**Problem description:** Please reproduce the data starting at the line that contains "indicate the person" and ending at the line that contains "column 240, row 240", changing "fabric" to "cloth" and leaving everything else the same.

**Information supplied:**
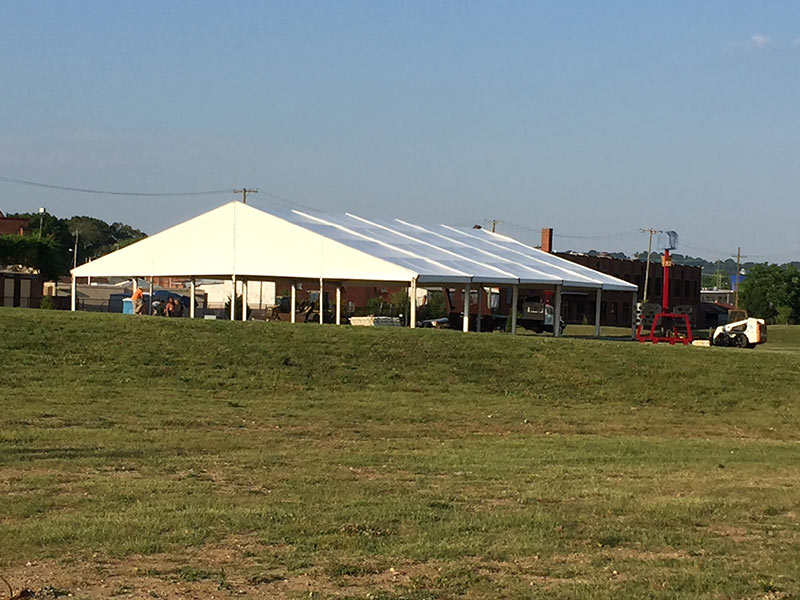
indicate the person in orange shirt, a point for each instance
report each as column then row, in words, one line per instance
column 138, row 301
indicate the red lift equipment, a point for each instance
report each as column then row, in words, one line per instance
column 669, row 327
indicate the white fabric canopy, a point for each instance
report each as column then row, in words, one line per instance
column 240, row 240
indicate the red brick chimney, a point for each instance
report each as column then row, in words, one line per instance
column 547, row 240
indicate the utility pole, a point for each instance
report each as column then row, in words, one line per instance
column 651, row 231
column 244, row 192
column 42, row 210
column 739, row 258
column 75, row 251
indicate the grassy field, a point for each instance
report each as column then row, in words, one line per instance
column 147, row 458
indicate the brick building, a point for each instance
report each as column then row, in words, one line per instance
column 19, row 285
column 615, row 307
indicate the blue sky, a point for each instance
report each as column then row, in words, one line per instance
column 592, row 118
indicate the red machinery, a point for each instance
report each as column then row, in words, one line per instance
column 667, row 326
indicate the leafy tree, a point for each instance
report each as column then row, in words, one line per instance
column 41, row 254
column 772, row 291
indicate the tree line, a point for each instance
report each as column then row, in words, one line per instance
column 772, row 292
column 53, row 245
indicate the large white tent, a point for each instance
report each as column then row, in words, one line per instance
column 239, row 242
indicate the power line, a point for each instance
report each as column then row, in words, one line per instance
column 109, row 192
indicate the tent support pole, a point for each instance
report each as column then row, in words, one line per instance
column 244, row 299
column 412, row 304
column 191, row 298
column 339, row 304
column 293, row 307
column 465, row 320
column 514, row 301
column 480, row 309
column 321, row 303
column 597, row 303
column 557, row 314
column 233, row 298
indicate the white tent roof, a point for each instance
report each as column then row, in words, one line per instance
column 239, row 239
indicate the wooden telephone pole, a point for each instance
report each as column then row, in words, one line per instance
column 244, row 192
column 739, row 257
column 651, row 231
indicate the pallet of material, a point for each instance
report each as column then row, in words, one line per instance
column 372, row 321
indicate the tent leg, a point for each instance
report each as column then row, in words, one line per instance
---
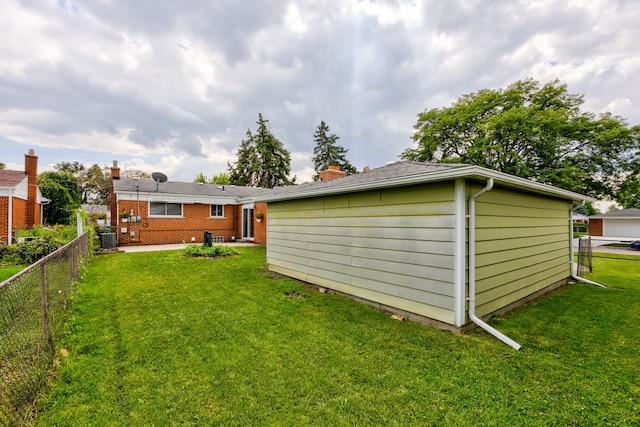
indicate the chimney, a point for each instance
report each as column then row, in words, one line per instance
--
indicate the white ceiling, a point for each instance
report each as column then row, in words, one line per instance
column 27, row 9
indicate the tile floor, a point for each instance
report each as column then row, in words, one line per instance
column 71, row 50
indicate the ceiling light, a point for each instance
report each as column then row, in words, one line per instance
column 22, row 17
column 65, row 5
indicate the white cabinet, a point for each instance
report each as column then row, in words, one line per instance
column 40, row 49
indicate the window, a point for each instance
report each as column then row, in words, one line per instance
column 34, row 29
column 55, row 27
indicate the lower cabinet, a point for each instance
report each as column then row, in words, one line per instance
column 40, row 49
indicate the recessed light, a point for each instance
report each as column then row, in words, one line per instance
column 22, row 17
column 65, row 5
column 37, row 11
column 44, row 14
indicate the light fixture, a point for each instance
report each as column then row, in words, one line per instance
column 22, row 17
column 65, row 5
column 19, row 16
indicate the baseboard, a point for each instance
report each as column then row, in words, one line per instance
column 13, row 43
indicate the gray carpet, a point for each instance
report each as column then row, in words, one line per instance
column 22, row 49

**Problem solution:**
indicate the person in orange shirt, a point for each instance
report each as column then row, in words, one line per instance
column 138, row 301
indicate the red lift equipment, a point for each instance
report each as column then row, in words, one line per instance
column 669, row 327
indicate the white cloth canopy, a point for each instance
report each as column then row, in words, one line per instance
column 240, row 240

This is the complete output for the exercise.